### TEXTO PROPORCIONADO
Por eso hay que mirar a los nuevos caminos del humor, a los que desgranan sus monólogos, los que generan los memes, los que disparan los tuits. Hoy ya nadie compra cintas de chistes en las gasolineras; pero todos tenemos acceso a los canales de YouTube. Lo que antes corría de boca en boca, ahora corre de smartphone a tablet. El humor está aprendiendo hasta a reírse de sí mismo. Por eso, cada noche, abrazado a mi almohada, me empeño en no cambiar un ramo de sonrisas por un manojo de preocupaciones. Cuánto bien haríamos los españoles si nos pusiéramos esa tarea diaria. Si estuviéramos dispuestos a perder las batallas y a dejar que ganase la esperanza. Si lanzásemos balas para curar heridas y entendiésemos que tenemos poco más que la risa para enfrentarnos a la vida. Si fuéramos capaces de reírle las gracias al destino y si siempre tuviéramos la sonrisa dispuesta.

### MATERIAL DE ORIGEN
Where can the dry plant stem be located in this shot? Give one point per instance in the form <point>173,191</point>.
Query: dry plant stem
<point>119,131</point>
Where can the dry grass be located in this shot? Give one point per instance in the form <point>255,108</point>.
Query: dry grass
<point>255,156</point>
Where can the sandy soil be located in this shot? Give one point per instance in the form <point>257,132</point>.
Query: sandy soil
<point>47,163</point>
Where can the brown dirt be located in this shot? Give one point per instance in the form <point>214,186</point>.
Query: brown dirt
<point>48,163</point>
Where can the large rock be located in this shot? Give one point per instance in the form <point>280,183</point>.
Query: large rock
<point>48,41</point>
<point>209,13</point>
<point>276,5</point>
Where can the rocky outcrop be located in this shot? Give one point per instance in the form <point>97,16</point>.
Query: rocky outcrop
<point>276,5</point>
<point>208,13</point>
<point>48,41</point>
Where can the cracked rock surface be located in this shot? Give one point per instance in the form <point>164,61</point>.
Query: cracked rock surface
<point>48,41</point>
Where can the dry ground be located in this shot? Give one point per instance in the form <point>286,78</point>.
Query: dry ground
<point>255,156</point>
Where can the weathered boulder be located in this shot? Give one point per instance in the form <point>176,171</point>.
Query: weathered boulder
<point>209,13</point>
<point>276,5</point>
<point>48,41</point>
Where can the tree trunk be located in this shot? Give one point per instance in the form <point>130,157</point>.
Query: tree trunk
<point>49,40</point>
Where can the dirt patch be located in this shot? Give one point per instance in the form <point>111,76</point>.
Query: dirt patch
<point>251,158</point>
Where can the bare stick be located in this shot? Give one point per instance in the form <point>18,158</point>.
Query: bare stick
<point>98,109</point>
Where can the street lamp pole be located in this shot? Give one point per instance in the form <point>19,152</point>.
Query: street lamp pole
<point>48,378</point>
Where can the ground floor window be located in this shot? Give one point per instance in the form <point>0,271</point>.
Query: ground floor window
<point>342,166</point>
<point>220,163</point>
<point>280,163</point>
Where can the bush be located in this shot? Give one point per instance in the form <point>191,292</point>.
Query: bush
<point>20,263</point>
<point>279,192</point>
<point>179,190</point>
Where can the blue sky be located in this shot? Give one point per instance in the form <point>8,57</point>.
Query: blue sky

### CÓMO RESOLVERLA
Según el texto sobre el humor, ¿qué es lo que hoy ya nadie compra en las gasolineras?

### RESULTADO DEL EJERCICIO
Cintas de chistes.